Filter this material down to the lines that contain the string "patch", and return those lines.

───── Dataset records ─────

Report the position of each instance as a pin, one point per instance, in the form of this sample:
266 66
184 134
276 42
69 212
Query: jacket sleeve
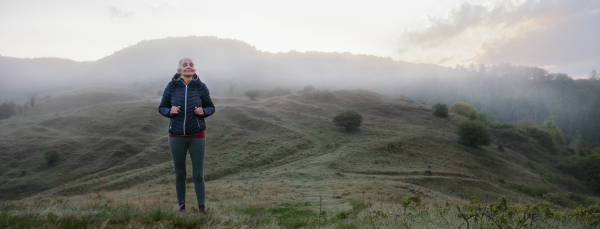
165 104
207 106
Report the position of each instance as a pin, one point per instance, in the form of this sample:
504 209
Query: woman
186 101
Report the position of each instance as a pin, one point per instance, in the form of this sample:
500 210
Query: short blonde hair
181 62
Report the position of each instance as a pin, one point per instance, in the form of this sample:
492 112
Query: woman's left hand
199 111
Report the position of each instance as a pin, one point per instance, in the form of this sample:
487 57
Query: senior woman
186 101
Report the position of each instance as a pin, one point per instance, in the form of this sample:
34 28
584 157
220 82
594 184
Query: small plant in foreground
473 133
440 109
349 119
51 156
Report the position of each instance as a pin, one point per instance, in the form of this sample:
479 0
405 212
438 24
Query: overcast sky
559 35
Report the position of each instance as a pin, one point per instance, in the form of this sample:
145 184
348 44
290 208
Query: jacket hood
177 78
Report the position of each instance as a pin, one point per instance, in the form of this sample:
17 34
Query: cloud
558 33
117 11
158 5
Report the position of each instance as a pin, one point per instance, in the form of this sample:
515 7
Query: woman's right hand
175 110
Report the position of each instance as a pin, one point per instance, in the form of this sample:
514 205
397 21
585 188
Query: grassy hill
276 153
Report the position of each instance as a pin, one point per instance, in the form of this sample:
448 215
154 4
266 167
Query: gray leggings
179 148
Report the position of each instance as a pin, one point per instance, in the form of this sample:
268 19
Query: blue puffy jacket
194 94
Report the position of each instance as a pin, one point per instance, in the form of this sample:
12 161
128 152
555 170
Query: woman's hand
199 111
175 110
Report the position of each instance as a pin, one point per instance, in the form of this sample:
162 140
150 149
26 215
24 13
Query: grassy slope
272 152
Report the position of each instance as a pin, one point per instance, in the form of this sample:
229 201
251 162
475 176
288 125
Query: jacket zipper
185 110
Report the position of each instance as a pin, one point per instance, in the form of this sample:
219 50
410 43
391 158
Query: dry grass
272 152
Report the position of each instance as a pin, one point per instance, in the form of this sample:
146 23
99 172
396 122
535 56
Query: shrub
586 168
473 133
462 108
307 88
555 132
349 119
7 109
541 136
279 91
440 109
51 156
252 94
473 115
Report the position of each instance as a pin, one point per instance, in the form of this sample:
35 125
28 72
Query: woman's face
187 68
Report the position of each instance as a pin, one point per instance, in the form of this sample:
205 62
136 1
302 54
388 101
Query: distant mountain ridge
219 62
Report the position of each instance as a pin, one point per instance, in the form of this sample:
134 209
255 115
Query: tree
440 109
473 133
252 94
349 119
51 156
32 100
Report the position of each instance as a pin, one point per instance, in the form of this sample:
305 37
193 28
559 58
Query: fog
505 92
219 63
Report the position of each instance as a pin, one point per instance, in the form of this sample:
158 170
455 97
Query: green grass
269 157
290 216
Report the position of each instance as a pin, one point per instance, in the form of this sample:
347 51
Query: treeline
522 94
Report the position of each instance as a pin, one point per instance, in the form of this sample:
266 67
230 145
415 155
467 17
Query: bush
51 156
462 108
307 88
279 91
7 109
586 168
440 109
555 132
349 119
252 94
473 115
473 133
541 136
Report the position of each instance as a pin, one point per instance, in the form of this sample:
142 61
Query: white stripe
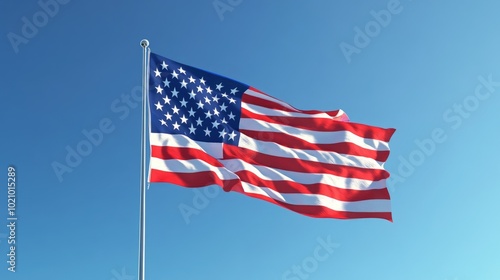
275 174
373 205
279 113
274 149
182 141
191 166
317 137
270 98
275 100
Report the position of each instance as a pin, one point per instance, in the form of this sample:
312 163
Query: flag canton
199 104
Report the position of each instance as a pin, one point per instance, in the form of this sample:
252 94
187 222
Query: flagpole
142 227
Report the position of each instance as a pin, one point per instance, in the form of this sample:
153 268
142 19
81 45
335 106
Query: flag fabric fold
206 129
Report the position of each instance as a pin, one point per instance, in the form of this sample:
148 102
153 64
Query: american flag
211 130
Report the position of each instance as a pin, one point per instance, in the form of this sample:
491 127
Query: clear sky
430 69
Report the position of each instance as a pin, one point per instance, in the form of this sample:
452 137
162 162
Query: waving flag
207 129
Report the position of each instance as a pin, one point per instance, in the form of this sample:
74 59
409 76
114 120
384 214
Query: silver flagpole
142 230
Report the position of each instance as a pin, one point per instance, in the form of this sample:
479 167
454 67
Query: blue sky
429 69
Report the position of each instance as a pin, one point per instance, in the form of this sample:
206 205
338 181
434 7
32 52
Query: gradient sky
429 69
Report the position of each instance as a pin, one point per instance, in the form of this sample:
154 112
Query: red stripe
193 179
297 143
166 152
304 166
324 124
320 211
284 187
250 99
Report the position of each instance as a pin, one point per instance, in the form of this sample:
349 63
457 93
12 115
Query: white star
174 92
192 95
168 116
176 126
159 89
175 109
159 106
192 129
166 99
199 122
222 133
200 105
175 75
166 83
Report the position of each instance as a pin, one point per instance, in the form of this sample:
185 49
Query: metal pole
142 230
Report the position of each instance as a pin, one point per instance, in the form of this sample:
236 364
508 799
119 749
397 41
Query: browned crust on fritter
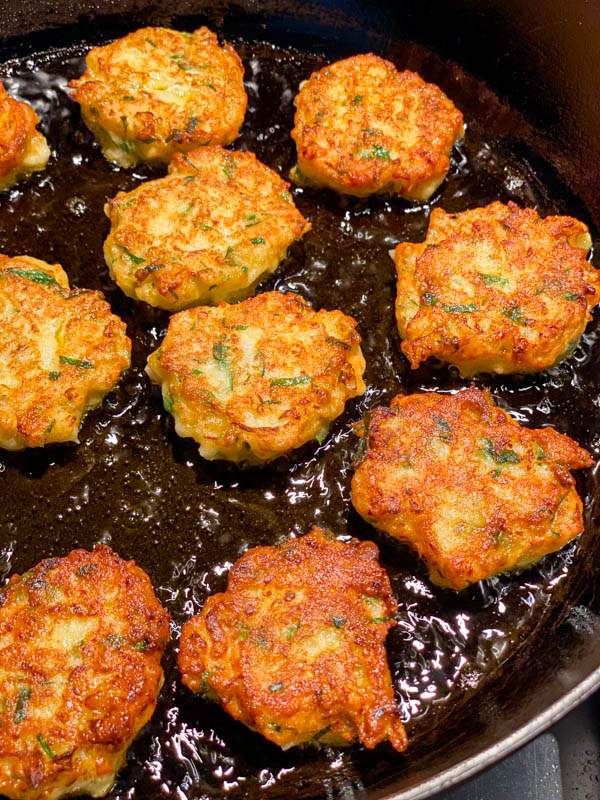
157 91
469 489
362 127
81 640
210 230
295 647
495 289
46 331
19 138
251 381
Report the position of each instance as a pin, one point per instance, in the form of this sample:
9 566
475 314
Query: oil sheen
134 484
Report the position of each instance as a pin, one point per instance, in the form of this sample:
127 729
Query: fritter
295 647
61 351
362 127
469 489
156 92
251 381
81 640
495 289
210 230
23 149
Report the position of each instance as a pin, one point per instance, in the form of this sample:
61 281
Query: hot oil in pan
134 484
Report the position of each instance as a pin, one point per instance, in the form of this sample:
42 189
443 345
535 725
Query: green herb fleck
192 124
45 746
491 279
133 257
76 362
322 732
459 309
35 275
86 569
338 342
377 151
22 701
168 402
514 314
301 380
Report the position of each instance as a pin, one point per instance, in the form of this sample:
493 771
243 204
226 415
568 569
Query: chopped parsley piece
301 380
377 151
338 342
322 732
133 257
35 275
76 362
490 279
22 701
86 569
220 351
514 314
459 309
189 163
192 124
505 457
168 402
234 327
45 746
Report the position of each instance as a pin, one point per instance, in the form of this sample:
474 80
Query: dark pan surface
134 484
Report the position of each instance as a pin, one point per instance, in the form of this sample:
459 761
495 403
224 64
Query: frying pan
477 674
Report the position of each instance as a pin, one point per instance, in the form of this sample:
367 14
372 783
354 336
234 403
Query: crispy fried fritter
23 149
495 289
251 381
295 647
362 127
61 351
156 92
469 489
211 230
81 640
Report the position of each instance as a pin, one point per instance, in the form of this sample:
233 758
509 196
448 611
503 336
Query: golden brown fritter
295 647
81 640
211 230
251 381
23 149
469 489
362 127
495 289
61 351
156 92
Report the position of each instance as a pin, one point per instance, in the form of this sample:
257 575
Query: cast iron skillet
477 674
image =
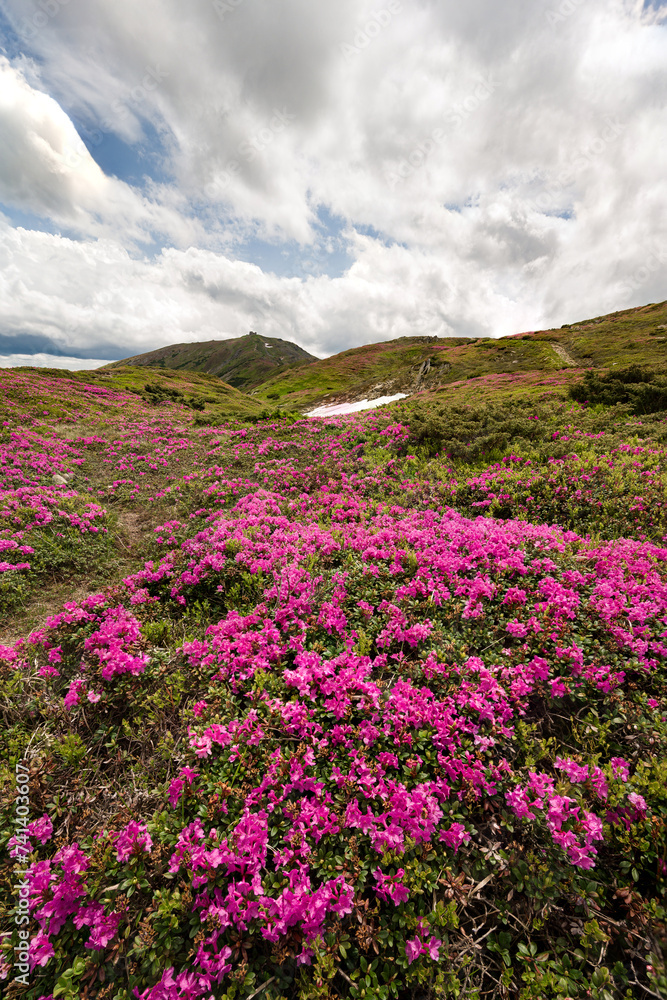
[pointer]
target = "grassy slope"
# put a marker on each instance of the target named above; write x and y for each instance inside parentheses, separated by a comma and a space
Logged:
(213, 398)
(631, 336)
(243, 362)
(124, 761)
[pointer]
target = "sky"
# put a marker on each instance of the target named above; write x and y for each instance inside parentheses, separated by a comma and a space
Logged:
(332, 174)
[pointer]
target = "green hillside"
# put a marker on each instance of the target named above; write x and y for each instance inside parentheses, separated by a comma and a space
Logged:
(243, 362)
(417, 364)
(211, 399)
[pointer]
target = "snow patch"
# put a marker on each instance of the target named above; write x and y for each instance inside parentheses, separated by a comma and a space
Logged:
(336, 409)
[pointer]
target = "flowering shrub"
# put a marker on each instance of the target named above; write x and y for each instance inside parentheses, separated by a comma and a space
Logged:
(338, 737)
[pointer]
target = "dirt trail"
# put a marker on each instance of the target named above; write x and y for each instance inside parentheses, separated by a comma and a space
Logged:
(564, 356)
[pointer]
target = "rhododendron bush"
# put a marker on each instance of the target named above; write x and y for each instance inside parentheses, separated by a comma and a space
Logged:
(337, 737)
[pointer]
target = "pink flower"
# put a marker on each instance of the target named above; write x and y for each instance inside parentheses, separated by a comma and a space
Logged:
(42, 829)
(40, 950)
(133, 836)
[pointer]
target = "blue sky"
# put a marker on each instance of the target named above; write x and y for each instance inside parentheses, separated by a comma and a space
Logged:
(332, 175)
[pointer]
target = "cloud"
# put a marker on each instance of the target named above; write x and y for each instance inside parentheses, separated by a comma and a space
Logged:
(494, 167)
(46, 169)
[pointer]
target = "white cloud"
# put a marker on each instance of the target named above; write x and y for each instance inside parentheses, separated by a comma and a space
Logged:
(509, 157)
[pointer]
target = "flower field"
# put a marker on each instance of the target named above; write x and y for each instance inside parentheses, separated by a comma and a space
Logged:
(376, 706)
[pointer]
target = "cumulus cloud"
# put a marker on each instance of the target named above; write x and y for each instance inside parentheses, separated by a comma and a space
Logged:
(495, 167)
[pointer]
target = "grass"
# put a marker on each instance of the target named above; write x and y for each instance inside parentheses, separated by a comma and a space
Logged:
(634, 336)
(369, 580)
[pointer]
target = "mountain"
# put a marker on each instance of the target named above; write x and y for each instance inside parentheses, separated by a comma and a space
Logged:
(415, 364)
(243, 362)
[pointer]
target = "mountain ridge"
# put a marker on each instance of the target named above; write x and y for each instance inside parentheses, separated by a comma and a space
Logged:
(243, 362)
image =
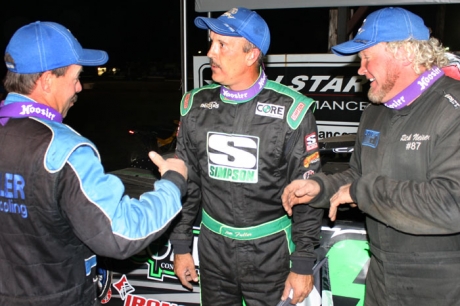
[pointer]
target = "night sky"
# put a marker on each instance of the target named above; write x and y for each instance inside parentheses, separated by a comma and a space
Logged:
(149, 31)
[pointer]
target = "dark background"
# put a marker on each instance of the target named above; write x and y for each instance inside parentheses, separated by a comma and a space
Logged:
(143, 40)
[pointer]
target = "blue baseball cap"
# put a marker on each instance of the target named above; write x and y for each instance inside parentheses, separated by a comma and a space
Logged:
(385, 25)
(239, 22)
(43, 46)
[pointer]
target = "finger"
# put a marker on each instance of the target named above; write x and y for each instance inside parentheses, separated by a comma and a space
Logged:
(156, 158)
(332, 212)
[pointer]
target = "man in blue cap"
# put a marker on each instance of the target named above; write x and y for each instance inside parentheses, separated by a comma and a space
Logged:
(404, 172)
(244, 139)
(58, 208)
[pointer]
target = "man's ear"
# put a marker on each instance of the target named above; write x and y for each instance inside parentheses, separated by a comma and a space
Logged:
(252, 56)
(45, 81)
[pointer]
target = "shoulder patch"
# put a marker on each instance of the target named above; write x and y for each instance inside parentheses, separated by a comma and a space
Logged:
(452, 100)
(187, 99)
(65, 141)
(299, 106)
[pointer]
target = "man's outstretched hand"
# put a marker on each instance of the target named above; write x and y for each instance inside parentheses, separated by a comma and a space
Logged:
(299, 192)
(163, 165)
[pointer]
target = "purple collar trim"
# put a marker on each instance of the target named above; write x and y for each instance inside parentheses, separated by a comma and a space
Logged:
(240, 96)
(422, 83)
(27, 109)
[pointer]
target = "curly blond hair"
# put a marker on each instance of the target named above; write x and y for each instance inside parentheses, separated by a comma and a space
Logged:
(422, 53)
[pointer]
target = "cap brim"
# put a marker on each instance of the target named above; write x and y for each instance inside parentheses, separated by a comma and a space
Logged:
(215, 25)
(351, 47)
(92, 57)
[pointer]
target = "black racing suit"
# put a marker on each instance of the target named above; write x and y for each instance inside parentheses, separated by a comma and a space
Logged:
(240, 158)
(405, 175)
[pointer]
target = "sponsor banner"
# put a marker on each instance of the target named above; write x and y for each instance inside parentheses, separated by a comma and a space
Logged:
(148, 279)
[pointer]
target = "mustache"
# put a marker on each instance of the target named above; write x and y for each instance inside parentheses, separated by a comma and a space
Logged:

─────

Response to this task =
target = "snow patch"
target = "shoulder patch"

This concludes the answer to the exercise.